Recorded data
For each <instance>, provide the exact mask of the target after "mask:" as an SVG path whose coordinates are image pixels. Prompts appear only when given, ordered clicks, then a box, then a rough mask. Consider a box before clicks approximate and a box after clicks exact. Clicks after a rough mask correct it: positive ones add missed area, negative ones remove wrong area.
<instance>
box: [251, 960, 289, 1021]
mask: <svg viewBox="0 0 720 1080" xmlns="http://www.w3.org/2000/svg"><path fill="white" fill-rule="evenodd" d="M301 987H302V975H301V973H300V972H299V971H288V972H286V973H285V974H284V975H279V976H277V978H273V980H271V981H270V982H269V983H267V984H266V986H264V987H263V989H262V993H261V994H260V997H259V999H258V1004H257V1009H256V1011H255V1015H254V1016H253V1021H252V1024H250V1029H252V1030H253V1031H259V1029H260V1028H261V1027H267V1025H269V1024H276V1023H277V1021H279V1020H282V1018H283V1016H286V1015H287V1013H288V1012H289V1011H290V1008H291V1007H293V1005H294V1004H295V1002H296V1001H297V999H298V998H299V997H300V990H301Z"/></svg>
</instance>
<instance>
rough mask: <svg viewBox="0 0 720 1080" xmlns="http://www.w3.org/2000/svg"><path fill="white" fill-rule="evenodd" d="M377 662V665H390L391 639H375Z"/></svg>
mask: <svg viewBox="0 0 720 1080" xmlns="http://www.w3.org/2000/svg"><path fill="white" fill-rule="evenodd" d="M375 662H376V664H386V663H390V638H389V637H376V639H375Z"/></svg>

• What needs to be done
Reproduce every line of the records above without any changes.

• Exercise result
For each <instance>, provide the exact mask of the target after "mask:" as an SVG path whose coordinates are image pixels. Prompts appear only when given, ordered clicks, then a box, then a rough mask. Consider a box before clicks approximate and a box after clicks exact. Clicks after a rough mask correct it: positive ones add missed area, negative ones remove wrong area.
<instance>
box: [251, 960, 289, 1021]
mask: <svg viewBox="0 0 720 1080" xmlns="http://www.w3.org/2000/svg"><path fill="white" fill-rule="evenodd" d="M301 987H302V975H301V973H300V972H299V971H288V972H286V973H285V974H284V975H279V976H277V978H273V980H271V981H270V982H269V983H267V984H266V986H264V987H263V989H262V993H261V994H260V997H259V999H258V1004H257V1009H256V1011H255V1015H254V1016H253V1021H252V1024H250V1029H252V1030H253V1031H259V1029H260V1028H261V1027H267V1025H269V1024H276V1023H277V1021H279V1020H282V1018H283V1016H286V1015H287V1013H288V1012H289V1011H290V1008H291V1007H293V1005H294V1004H295V1002H296V1001H297V999H298V998H299V997H300V990H301Z"/></svg>
</instance>
<instance>
rough mask: <svg viewBox="0 0 720 1080" xmlns="http://www.w3.org/2000/svg"><path fill="white" fill-rule="evenodd" d="M377 662V665H390L391 639H375Z"/></svg>
mask: <svg viewBox="0 0 720 1080" xmlns="http://www.w3.org/2000/svg"><path fill="white" fill-rule="evenodd" d="M375 662H376V664H386V663H390V638H389V637H376V639H375Z"/></svg>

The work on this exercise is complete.